Set problem: Show each line of the records below that contains the word "snack".

______________________________

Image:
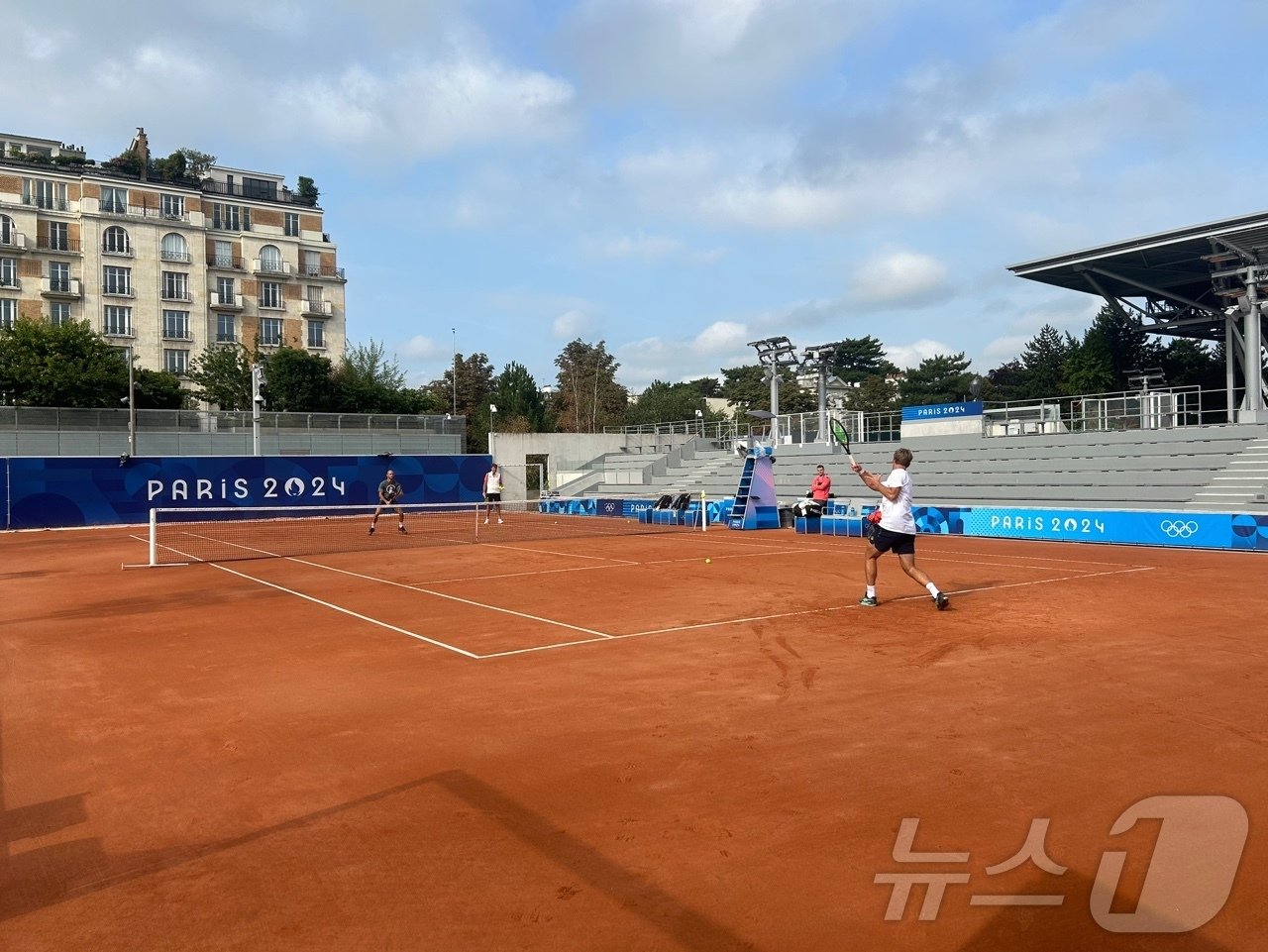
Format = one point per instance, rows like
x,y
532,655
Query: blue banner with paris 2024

______________________________

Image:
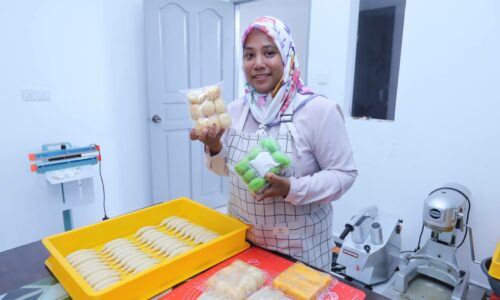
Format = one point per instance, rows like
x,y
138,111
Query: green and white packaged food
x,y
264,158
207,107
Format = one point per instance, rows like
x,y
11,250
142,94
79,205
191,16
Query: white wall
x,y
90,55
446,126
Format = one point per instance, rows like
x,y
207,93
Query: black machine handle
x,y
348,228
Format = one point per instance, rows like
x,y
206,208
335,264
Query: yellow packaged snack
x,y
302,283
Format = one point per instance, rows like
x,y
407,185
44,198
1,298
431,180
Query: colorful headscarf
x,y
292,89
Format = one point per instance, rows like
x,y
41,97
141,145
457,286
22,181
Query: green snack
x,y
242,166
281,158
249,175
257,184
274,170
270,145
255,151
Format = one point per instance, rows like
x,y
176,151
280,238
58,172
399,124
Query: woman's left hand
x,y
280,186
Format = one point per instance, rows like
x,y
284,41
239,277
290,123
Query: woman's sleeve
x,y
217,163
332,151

______________________________

Answer to the task:
Query: yellow packaged snack
Query: green snack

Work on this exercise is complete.